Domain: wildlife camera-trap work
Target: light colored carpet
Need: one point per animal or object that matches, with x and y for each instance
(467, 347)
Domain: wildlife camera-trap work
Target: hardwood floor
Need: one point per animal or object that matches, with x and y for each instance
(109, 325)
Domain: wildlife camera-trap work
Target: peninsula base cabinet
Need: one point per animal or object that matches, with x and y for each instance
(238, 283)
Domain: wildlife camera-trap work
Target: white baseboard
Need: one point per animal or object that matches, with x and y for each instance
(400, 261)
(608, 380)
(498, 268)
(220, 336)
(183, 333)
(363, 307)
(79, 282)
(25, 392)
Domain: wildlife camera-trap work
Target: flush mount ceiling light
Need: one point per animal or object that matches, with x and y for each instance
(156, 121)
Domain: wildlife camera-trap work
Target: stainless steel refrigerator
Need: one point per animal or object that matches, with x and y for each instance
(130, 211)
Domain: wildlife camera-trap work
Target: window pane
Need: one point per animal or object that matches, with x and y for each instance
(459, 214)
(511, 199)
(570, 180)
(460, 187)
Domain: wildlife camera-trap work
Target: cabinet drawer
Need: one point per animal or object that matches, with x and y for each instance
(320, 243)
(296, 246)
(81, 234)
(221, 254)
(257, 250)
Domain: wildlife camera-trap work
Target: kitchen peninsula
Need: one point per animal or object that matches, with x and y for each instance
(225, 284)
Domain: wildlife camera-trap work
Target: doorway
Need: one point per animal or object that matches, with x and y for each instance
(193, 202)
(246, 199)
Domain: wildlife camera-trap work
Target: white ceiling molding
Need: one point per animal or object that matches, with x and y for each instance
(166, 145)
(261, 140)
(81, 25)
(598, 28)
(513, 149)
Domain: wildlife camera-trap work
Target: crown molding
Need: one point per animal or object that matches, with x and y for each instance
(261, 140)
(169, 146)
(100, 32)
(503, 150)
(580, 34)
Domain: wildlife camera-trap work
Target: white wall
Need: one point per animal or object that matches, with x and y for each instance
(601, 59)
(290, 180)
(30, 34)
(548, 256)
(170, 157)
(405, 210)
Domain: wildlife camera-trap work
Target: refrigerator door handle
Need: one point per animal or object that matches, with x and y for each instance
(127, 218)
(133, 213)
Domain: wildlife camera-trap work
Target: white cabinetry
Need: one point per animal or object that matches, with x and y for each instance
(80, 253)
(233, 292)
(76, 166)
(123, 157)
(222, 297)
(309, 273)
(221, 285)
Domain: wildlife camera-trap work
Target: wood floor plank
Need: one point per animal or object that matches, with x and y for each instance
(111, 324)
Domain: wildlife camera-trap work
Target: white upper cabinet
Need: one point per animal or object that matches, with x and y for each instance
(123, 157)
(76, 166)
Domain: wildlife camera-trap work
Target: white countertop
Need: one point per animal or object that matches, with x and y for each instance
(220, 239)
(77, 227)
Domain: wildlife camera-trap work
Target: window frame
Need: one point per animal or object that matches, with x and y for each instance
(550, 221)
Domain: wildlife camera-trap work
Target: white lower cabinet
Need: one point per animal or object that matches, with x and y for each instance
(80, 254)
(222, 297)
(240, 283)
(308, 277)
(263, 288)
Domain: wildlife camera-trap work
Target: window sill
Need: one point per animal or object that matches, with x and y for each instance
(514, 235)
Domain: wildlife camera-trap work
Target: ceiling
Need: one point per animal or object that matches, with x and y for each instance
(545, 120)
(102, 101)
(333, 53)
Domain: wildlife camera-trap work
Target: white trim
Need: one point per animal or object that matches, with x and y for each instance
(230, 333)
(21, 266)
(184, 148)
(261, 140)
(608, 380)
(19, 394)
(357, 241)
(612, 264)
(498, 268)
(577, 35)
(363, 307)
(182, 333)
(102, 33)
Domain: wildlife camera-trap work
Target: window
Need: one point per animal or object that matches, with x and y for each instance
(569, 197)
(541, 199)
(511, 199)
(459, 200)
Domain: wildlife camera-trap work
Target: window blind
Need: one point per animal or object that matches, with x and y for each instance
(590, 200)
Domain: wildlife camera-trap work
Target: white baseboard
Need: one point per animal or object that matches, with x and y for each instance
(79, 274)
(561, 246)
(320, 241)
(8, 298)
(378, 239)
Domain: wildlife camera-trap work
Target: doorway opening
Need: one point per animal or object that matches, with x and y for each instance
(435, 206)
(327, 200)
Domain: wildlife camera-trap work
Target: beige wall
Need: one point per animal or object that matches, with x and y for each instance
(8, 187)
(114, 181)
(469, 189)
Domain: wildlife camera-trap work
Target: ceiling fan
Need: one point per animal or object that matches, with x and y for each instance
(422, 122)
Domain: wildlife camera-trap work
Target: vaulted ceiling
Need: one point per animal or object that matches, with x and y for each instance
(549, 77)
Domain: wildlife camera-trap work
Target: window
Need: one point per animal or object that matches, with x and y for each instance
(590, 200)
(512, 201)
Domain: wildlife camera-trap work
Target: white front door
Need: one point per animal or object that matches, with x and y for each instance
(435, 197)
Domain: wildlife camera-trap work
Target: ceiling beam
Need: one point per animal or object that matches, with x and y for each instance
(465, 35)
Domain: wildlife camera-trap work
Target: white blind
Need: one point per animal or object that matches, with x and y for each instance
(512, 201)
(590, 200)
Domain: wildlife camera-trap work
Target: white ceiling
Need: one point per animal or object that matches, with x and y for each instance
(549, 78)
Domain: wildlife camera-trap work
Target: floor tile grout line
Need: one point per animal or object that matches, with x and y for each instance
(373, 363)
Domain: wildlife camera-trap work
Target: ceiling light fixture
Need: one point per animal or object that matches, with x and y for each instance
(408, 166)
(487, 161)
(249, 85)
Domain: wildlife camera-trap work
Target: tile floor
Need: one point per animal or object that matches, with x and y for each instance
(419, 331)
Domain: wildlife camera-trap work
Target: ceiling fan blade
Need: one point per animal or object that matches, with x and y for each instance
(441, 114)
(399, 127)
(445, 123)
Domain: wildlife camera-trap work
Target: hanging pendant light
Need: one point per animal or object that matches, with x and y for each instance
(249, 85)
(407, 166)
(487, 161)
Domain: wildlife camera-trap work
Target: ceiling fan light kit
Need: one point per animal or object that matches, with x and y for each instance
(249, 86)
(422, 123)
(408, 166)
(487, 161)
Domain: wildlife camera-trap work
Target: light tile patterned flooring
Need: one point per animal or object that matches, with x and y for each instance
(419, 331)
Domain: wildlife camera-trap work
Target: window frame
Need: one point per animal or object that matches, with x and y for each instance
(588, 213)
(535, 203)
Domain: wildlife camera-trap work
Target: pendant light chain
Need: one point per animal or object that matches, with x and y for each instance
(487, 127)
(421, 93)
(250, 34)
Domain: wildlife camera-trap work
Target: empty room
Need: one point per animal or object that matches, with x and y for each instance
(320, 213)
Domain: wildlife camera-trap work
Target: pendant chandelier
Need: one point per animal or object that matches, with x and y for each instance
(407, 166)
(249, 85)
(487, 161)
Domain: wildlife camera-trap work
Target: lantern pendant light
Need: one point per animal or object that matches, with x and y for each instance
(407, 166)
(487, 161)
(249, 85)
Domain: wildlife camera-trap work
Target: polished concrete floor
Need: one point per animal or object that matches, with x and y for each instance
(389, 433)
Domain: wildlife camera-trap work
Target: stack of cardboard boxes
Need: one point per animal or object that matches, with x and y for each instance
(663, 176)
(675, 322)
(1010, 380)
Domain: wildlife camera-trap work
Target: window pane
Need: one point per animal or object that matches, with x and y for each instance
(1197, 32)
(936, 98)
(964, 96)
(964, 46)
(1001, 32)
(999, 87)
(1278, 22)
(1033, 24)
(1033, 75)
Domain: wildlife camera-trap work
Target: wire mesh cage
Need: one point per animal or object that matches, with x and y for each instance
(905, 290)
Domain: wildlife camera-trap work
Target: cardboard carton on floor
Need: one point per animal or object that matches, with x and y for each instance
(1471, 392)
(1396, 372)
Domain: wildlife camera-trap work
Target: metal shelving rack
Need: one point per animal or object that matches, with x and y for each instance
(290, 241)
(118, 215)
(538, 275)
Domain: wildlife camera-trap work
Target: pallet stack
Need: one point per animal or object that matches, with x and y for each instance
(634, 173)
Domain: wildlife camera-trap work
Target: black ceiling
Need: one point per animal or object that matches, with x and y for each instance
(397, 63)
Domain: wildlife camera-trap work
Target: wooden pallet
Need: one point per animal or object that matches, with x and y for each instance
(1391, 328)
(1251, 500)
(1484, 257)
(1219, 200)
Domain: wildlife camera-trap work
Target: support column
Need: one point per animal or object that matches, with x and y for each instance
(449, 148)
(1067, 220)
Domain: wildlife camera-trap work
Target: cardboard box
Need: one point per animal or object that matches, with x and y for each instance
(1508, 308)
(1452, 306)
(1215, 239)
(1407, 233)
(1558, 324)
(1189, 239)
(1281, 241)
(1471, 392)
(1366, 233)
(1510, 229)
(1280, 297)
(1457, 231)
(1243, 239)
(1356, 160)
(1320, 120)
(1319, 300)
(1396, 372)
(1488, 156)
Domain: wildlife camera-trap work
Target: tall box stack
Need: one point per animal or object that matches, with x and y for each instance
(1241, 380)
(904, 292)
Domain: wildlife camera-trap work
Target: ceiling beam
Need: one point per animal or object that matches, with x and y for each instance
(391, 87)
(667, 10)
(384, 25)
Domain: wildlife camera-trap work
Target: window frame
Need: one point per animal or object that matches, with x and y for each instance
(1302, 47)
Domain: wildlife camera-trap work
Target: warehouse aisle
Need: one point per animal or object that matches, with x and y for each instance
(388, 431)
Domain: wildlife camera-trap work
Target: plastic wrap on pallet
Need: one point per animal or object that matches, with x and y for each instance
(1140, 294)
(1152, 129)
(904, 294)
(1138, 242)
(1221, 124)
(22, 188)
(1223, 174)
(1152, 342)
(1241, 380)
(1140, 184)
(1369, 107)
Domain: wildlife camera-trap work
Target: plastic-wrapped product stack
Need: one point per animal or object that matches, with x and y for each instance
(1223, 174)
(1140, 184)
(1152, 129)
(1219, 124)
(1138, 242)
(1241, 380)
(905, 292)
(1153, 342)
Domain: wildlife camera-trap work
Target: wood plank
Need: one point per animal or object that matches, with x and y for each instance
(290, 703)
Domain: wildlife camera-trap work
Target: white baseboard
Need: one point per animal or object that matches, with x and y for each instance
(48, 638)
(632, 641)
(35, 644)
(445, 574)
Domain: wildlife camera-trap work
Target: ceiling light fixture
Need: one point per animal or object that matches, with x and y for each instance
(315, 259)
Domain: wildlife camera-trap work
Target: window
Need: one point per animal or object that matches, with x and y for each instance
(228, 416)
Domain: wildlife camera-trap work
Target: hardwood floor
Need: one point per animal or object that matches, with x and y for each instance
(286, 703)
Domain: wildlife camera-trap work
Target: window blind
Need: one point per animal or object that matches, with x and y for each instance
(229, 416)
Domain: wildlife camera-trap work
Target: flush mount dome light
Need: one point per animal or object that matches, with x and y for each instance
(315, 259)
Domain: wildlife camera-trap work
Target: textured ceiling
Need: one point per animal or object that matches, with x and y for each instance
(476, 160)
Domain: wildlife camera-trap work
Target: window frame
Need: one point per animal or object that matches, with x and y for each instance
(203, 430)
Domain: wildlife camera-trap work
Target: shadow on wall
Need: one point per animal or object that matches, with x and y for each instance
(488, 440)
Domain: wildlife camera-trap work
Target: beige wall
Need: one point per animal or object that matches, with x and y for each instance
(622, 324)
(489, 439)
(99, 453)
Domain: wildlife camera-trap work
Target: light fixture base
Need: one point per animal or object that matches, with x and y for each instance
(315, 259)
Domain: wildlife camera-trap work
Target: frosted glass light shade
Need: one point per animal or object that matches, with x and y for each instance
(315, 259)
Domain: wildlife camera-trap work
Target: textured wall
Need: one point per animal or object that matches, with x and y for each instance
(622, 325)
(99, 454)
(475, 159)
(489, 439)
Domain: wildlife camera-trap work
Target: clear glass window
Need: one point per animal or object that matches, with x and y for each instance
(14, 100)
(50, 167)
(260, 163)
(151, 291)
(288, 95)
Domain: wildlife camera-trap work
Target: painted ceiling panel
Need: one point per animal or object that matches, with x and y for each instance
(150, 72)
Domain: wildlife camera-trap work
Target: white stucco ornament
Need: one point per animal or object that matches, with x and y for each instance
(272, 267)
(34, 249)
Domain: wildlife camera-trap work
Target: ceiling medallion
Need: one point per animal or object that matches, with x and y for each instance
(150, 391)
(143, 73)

.....

Your objective - Filter the entries above, copying out each line that contains the string "tile".

Output for this exercise -
Target: floor tile grout line
Target: tile floor
Target: light tile patterned flooring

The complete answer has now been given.